§ **WHAT YOU WILL DO**: Copy all lines in the data that contain the string "beard".

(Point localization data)
= Beginning of Section =

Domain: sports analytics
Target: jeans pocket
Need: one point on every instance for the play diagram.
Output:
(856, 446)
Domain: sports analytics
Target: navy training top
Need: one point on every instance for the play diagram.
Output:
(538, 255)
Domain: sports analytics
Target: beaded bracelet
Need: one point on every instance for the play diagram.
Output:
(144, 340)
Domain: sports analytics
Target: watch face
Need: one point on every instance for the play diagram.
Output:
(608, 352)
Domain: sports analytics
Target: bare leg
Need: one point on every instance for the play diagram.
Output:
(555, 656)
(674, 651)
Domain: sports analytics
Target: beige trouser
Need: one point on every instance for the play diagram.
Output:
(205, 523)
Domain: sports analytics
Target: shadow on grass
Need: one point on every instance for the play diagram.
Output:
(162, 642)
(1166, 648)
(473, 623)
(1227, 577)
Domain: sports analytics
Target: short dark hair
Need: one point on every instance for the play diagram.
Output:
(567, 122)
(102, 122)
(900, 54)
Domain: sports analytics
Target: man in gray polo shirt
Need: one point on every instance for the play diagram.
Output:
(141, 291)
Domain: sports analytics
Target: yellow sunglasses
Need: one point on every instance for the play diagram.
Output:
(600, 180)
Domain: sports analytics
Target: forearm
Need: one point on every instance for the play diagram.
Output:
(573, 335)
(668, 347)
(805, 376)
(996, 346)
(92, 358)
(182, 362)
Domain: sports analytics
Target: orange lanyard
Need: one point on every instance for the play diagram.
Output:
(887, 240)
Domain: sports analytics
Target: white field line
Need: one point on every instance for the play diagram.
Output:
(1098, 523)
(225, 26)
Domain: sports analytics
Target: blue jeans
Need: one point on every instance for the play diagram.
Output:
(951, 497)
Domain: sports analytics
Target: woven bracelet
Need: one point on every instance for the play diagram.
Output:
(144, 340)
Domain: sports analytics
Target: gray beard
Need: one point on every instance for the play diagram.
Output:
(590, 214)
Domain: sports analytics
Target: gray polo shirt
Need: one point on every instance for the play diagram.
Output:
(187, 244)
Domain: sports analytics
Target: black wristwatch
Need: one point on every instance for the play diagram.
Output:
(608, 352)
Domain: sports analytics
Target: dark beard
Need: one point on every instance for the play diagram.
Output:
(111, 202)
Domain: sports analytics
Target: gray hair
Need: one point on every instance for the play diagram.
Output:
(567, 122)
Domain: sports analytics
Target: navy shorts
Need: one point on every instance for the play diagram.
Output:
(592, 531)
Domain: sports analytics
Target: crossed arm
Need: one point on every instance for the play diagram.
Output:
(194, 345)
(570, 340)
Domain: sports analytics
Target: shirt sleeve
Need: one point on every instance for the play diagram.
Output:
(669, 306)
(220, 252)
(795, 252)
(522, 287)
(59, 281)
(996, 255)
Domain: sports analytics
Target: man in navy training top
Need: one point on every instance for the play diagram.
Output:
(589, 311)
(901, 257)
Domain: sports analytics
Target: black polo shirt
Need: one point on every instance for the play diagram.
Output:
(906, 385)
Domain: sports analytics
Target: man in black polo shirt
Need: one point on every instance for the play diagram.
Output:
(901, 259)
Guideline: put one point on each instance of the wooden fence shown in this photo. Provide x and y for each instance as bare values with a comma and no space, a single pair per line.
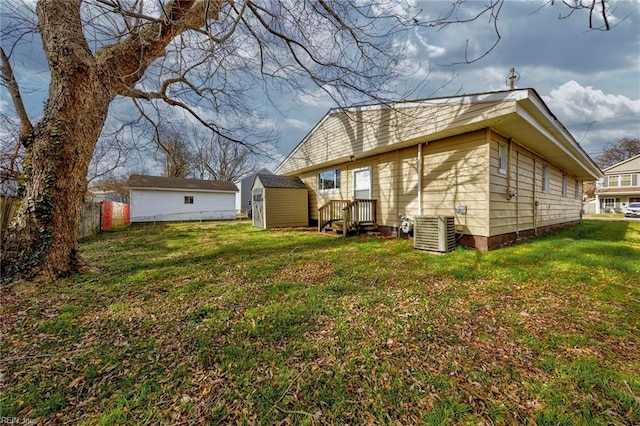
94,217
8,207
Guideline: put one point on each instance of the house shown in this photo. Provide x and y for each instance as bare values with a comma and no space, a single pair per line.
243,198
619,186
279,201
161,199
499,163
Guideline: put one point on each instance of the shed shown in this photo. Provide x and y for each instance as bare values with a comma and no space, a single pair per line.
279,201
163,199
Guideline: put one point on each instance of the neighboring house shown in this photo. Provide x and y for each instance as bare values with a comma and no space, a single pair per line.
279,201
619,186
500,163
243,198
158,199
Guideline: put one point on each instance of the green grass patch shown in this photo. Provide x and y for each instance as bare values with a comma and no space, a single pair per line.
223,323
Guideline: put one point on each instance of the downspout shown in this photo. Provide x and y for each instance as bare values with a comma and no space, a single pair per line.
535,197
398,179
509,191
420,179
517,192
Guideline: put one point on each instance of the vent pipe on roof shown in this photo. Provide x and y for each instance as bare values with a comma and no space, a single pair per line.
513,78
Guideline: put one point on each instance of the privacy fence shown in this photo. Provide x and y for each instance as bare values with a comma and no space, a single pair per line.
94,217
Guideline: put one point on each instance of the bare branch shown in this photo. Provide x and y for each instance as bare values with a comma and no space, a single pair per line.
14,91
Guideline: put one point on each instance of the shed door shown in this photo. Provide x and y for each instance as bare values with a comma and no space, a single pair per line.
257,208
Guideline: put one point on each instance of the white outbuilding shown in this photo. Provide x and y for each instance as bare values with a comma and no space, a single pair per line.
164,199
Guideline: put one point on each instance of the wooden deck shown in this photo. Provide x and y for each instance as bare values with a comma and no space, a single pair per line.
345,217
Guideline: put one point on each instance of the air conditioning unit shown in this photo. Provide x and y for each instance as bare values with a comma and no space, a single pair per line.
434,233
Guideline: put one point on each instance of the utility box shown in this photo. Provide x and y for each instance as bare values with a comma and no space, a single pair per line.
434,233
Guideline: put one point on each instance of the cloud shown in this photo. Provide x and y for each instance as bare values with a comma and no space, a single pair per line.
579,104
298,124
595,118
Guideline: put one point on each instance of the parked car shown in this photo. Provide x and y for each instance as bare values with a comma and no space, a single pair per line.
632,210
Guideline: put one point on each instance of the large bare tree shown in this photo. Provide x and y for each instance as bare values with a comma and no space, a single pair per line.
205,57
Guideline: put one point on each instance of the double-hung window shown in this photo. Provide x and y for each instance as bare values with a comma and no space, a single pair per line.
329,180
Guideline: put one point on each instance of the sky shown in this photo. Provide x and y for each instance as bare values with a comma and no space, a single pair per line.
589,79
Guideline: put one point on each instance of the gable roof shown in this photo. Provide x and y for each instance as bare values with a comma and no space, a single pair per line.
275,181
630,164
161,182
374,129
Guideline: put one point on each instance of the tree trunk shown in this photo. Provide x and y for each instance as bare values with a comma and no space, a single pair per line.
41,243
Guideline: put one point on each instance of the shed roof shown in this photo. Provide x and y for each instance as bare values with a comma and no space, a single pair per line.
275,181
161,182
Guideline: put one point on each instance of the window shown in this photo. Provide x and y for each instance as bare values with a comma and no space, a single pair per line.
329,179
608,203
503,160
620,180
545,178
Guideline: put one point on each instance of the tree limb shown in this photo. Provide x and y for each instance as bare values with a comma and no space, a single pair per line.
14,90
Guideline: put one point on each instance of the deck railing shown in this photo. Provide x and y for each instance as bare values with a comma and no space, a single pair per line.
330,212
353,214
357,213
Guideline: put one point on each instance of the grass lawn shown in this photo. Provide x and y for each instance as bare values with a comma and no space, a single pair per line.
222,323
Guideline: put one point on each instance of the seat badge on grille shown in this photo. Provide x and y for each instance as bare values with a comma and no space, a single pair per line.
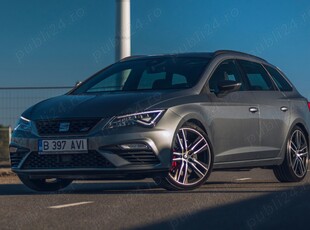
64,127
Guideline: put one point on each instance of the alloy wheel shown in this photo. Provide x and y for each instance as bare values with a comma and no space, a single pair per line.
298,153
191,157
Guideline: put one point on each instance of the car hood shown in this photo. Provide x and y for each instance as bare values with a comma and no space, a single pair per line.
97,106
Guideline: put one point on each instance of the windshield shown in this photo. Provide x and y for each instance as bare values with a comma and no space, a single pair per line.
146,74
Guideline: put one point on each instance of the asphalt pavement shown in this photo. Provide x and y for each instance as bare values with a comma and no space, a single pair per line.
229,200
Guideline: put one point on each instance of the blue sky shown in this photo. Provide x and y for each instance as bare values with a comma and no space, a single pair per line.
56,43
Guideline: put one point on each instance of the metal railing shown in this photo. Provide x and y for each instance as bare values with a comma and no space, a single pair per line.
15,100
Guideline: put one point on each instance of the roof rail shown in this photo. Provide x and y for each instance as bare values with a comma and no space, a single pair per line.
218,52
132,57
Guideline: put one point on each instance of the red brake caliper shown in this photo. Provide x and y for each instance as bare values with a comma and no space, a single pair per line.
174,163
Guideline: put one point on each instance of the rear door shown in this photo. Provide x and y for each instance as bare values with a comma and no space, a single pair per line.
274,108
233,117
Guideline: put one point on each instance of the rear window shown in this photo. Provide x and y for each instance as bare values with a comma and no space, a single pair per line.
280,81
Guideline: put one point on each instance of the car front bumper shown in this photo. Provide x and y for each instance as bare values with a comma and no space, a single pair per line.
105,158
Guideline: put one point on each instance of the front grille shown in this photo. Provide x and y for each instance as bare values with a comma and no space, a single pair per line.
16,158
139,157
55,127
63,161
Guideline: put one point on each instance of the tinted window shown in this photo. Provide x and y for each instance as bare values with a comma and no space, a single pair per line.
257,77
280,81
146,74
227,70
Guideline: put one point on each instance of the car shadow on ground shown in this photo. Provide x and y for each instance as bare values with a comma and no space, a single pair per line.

= End of Section =
= Beginning of Section =

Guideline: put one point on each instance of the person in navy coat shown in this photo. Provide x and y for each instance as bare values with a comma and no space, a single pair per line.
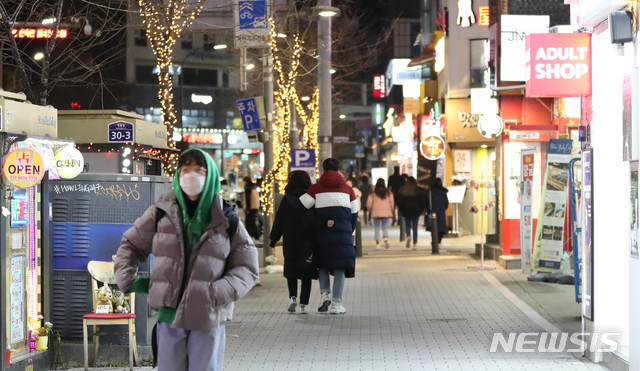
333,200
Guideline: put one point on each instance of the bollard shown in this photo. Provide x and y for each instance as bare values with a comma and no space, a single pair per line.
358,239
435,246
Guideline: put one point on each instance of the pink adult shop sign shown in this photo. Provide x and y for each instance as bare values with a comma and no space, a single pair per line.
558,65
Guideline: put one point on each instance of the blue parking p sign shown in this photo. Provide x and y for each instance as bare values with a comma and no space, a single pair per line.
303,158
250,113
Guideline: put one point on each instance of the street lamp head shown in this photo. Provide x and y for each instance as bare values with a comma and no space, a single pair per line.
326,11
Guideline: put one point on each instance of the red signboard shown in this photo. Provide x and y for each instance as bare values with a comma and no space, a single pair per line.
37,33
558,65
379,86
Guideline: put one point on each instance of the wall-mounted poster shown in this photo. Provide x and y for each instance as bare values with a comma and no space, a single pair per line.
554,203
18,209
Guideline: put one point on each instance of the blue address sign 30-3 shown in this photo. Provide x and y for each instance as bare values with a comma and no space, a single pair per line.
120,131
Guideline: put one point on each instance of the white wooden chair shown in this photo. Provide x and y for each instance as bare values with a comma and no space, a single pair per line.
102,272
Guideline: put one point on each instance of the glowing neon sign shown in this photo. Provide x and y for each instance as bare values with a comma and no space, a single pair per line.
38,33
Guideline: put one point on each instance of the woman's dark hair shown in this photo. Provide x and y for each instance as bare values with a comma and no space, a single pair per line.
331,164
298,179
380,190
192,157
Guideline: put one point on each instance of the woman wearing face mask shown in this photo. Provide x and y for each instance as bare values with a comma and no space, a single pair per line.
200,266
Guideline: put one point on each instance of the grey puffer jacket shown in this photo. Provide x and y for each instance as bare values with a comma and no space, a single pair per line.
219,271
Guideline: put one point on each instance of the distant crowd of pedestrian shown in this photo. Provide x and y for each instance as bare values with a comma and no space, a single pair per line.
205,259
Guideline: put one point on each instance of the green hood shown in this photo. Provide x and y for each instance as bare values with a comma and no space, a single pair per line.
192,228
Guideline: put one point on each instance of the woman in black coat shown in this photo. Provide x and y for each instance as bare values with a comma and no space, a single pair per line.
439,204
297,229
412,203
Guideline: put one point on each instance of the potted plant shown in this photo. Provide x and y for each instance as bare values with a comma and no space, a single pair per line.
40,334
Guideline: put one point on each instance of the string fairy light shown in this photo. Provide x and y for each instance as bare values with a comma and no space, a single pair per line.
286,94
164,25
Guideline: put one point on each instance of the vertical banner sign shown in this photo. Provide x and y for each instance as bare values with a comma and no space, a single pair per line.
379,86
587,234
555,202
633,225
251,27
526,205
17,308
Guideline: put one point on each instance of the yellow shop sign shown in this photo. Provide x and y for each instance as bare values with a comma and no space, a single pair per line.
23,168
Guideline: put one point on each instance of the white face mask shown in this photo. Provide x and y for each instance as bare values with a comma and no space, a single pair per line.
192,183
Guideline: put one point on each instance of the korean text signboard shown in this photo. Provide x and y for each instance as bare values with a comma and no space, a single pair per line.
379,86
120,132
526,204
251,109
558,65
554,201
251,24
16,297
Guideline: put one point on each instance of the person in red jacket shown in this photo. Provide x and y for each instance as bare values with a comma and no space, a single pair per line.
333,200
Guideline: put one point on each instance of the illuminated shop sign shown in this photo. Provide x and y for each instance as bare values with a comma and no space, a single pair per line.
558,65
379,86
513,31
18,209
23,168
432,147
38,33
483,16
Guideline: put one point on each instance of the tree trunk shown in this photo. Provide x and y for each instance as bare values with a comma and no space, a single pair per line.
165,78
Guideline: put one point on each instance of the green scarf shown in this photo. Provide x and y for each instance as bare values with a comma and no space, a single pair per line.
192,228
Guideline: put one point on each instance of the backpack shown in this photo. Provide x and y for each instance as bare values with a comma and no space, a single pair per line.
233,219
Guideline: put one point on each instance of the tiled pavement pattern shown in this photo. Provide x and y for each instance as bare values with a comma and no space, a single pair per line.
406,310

= End of Section =

§ **EXERCISE SOLUTION**:
Target: gray beard
Target: dark beard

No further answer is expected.